== EXERCISE MATERIAL ==
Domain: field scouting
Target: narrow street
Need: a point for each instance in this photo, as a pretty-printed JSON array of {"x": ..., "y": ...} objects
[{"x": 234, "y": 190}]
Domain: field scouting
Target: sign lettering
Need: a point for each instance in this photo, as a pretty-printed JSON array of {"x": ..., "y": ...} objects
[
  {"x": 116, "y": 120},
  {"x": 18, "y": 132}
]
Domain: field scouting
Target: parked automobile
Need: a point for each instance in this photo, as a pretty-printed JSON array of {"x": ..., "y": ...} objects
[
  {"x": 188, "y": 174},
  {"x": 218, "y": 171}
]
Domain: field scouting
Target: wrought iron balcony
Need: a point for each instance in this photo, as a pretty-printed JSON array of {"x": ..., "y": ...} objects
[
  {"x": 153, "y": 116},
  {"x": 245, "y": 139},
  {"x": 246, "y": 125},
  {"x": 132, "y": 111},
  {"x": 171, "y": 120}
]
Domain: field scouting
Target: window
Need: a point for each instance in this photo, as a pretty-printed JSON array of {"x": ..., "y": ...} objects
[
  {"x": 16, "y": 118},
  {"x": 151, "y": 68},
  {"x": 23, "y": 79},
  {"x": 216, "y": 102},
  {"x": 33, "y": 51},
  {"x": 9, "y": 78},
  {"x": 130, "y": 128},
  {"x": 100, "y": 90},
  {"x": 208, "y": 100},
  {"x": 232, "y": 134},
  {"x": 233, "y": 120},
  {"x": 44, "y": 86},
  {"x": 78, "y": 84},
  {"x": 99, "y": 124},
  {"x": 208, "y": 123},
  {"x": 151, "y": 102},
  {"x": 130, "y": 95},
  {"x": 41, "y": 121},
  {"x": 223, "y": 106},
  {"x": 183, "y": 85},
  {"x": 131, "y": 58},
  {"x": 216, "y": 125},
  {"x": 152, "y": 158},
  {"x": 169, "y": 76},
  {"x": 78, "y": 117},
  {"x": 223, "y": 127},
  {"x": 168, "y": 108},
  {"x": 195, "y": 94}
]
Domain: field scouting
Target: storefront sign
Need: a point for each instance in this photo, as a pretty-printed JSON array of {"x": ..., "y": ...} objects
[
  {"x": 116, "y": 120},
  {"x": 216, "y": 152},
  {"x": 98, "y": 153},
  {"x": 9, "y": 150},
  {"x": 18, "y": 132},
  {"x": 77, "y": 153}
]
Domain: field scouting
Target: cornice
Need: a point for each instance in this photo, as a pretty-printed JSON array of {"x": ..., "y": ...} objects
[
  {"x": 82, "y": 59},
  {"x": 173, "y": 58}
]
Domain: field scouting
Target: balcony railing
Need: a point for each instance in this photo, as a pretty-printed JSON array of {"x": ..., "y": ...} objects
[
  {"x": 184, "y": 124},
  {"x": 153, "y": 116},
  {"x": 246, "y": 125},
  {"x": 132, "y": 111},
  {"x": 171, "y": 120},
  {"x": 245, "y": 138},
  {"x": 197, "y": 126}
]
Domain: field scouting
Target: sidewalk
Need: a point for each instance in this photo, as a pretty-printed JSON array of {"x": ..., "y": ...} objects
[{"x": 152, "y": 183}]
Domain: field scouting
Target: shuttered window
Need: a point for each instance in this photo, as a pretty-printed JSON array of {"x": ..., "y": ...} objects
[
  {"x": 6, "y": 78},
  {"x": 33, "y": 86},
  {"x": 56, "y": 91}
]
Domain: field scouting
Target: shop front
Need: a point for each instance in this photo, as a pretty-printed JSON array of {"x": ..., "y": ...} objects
===
Reproduce each record shown above without altering a single word.

OUTPUT:
Domain: field scouting
Target: narrow street
Need: a point for each instance in this photo, as a pretty-printed JSON array of {"x": ..., "y": ...} objects
[{"x": 234, "y": 190}]
Domain: field scouting
Target: sign lettering
Need: a point for each instance in this photo, as a pretty-printed JSON array of {"x": ..., "y": ...} objects
[
  {"x": 116, "y": 120},
  {"x": 18, "y": 132}
]
Domain: field scouting
Target: parked automobile
Need: a point for each instance in this photo, as a pretty-printed JSON array of {"x": ..., "y": ...} objects
[
  {"x": 188, "y": 174},
  {"x": 218, "y": 171}
]
Domain: field scouting
Target: wrought iron balcony
Need: a point for each instance in this photo, as a pretty-printed JSON array of {"x": ..., "y": ...} objects
[
  {"x": 153, "y": 116},
  {"x": 245, "y": 139},
  {"x": 246, "y": 125},
  {"x": 132, "y": 111},
  {"x": 171, "y": 120}
]
Domain: field scouting
Target: window
Need: a point for each instance in this photo, as a pretty-printed JSON array of {"x": ..., "y": ...} objects
[
  {"x": 16, "y": 118},
  {"x": 151, "y": 68},
  {"x": 23, "y": 79},
  {"x": 216, "y": 102},
  {"x": 33, "y": 51},
  {"x": 9, "y": 78},
  {"x": 130, "y": 128},
  {"x": 100, "y": 90},
  {"x": 208, "y": 100},
  {"x": 232, "y": 134},
  {"x": 233, "y": 120},
  {"x": 44, "y": 86},
  {"x": 78, "y": 84},
  {"x": 99, "y": 124},
  {"x": 208, "y": 123},
  {"x": 151, "y": 102},
  {"x": 130, "y": 95},
  {"x": 41, "y": 121},
  {"x": 223, "y": 106},
  {"x": 183, "y": 85},
  {"x": 131, "y": 58},
  {"x": 216, "y": 125},
  {"x": 152, "y": 158},
  {"x": 169, "y": 76},
  {"x": 78, "y": 117},
  {"x": 223, "y": 127},
  {"x": 168, "y": 108},
  {"x": 195, "y": 94}
]
Domain: field scouting
Target: storefront sign
Need: a point for each instance in this photo, as a pretty-printed JSON array of {"x": ..., "y": ...} objects
[
  {"x": 116, "y": 120},
  {"x": 216, "y": 152},
  {"x": 98, "y": 153},
  {"x": 9, "y": 150},
  {"x": 18, "y": 132},
  {"x": 77, "y": 153}
]
Domain: field scouting
Target: cornice
Need: a point for each instance in this photo, as a pretty-printed JSON array of {"x": ..., "y": ...} objects
[
  {"x": 82, "y": 59},
  {"x": 173, "y": 58}
]
Domain: field scouting
Target: balcony railing
Need: a point for each instance in this photo, as a pretty-printed JSON array of {"x": ..., "y": ...} objects
[
  {"x": 184, "y": 124},
  {"x": 153, "y": 116},
  {"x": 246, "y": 125},
  {"x": 132, "y": 111},
  {"x": 171, "y": 120},
  {"x": 245, "y": 138},
  {"x": 197, "y": 126}
]
Domain: field scouting
Target: sidewalk
Need: a point for each instance in this photo, as a pretty-printed JSON array of {"x": ..., "y": ...} objects
[{"x": 152, "y": 183}]
Domain: field scouting
Target: shuttered window
Need: a point for each instance in this photo, as a pretty-printed JSON array of {"x": ..., "y": ...} objects
[
  {"x": 6, "y": 78},
  {"x": 33, "y": 86},
  {"x": 56, "y": 91}
]
Domain: field scouting
Target: shop front
Need: a point for each instance in this photo, as a pretty-printed JSON array of {"x": ..., "y": ...} objects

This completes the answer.